━━━━━ DATA FOR ANALYSIS ━━━━━
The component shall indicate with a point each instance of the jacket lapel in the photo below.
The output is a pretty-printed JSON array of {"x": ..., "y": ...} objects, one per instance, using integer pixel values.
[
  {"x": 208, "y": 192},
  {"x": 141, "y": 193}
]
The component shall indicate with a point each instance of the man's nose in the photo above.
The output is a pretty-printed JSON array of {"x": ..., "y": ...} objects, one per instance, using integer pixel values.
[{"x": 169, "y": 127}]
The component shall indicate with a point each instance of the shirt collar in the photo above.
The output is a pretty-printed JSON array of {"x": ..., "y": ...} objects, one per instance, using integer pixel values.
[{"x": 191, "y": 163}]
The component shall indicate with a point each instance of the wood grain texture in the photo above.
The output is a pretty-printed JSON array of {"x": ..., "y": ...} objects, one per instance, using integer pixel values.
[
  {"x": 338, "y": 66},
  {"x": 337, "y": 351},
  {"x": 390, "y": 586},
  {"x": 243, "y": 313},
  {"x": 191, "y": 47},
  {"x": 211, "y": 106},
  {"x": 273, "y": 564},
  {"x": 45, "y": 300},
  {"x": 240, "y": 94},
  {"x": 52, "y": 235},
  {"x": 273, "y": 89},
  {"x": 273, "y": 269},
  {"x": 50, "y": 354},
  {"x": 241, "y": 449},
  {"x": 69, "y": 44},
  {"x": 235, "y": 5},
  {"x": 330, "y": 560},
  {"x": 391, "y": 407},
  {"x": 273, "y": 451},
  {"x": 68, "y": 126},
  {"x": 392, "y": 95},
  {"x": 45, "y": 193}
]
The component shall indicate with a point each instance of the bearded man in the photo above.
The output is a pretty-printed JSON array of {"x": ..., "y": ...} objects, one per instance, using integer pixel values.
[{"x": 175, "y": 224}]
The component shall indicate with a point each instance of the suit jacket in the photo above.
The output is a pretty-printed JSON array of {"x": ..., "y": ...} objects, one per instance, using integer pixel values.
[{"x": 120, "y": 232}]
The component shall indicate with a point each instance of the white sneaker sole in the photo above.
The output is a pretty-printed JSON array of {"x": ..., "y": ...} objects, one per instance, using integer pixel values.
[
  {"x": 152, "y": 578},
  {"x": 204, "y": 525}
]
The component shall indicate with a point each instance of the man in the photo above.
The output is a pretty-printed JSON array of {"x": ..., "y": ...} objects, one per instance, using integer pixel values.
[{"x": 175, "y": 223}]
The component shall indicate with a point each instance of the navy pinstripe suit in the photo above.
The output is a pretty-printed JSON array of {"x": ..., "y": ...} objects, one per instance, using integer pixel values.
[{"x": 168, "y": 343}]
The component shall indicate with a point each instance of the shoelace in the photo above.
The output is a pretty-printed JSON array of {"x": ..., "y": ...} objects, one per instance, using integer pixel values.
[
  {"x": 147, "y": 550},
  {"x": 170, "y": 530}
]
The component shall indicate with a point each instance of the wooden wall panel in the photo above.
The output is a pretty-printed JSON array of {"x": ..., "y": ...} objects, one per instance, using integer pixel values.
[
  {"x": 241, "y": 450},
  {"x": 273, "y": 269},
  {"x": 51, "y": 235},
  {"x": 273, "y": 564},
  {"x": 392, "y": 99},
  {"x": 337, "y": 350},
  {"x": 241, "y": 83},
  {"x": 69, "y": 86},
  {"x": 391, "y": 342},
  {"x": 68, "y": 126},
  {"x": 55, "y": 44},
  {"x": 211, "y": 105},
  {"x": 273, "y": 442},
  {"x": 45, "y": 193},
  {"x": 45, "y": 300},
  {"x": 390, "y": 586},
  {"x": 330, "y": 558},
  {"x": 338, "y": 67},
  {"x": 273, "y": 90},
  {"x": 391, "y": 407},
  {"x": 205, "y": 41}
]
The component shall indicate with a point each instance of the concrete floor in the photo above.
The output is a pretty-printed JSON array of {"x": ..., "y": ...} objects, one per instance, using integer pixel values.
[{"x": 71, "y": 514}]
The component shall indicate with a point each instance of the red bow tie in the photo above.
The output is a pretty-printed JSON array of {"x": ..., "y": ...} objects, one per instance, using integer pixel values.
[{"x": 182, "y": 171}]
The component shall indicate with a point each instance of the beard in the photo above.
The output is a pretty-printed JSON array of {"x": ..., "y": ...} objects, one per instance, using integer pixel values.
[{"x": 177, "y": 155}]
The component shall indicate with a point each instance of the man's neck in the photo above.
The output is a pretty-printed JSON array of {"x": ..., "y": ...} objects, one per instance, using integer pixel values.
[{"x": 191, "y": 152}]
━━━━━
_THE PROBLEM_.
What is needed is an exact reproduction of the data.

_RESPONSE TO THIS EXERCISE_.
The component shall indicate with a point each instance of the jacket lapel in the photo below.
The output is a pretty-printed JSON array of {"x": ..., "y": ...} objects, one per instance, using integer pixel values.
[
  {"x": 208, "y": 192},
  {"x": 141, "y": 193}
]
The component shall indicate with a point each instance of the man's nose in the photo above.
The output is a pretty-printed JSON array of {"x": ..., "y": ...} objects, one per instance, using integer pixel values.
[{"x": 169, "y": 127}]
The component shall indicate with a point each instance of the shirt collar in the photo above.
The output is a pretty-printed JSON array of {"x": ..., "y": ...} objects, one per instance, using integer pixel values.
[{"x": 191, "y": 163}]
The component shall indicate with a point each instance of the wood grain texture in the photo above.
The output is a pretty-printed JSON array of {"x": ..., "y": ...} objects, one per instance, using integer pixel values.
[
  {"x": 338, "y": 66},
  {"x": 337, "y": 351},
  {"x": 390, "y": 586},
  {"x": 243, "y": 313},
  {"x": 191, "y": 47},
  {"x": 211, "y": 106},
  {"x": 273, "y": 564},
  {"x": 45, "y": 300},
  {"x": 240, "y": 94},
  {"x": 52, "y": 235},
  {"x": 273, "y": 89},
  {"x": 273, "y": 269},
  {"x": 50, "y": 354},
  {"x": 241, "y": 449},
  {"x": 69, "y": 44},
  {"x": 235, "y": 5},
  {"x": 330, "y": 560},
  {"x": 391, "y": 407},
  {"x": 273, "y": 451},
  {"x": 68, "y": 126},
  {"x": 392, "y": 95},
  {"x": 45, "y": 193}
]
The component shall indicate with a point each instance of the bearded man in the photo above.
The output is a pretty-printed JSON array of {"x": ..., "y": ...} objects, one per instance, using integer pixel values.
[{"x": 175, "y": 224}]
The component shall indicate with a point each instance of the suit jacket in the photo above.
The output is a pretty-printed JSON array of {"x": ..., "y": ...} objects, one per instance, using integer pixel values.
[{"x": 120, "y": 232}]
The component shall indicate with a point each instance of the white sneaker sole in the photo above.
The output is a pretty-printed JSON array of {"x": ..., "y": ...} objects, one per instance, using integer pixel values.
[
  {"x": 152, "y": 578},
  {"x": 204, "y": 525}
]
The component shall indicate with a point each instance of the man in the photo above.
The output is a pretty-printed JSON array of {"x": ..., "y": ...} objects, one per instance, using integer pixel values.
[{"x": 175, "y": 223}]
The component shall indicate with a point each instance of the navy pinstripe suit in the photo above.
The output is a pretty-printed JSON array of {"x": ..., "y": ...} objects, one per instance, using integer pixel values.
[{"x": 168, "y": 343}]
The component shall indicate with a point each instance of the shoelace in the photo above.
The output is a pretty-printed JSON array of {"x": ..., "y": ...} objects, one per instance, using integer pixel values.
[
  {"x": 147, "y": 550},
  {"x": 170, "y": 530}
]
The component shall indicate with a point each instance of the wooden wall panel in the photo above.
The output is a pretty-printed JSON array of {"x": ..., "y": ...} objects, one per instance, using integer pixel values.
[
  {"x": 241, "y": 450},
  {"x": 273, "y": 269},
  {"x": 51, "y": 235},
  {"x": 273, "y": 564},
  {"x": 392, "y": 99},
  {"x": 337, "y": 350},
  {"x": 241, "y": 83},
  {"x": 69, "y": 86},
  {"x": 391, "y": 342},
  {"x": 68, "y": 126},
  {"x": 55, "y": 44},
  {"x": 211, "y": 105},
  {"x": 273, "y": 442},
  {"x": 45, "y": 193},
  {"x": 45, "y": 300},
  {"x": 390, "y": 586},
  {"x": 330, "y": 558},
  {"x": 338, "y": 67},
  {"x": 273, "y": 90},
  {"x": 391, "y": 407},
  {"x": 205, "y": 41}
]
The component shall indicate with a point each instance of the concrete floor in the photo above.
The output is a pretty-printed JSON array of {"x": ..., "y": ...} objects, one per instance, using integer pixel values.
[{"x": 71, "y": 514}]
The component shall indicate with a point each instance of the red bow tie in the photo above.
The output is a pretty-printed JSON array of {"x": ..., "y": ...} objects, one per instance, using integer pixel values.
[{"x": 182, "y": 171}]
The component shall indicate with a point each instance of the beard in the photo above.
The output is a pretty-printed JSON array of {"x": ..., "y": ...} objects, one per instance, using integer pixel values.
[{"x": 177, "y": 155}]
The component shall indicate with a point each instance of the man's neck in the photo above.
The output is a pretty-printed JSON array of {"x": ..., "y": ...} objects, one per instance, using integer pixel values.
[{"x": 191, "y": 152}]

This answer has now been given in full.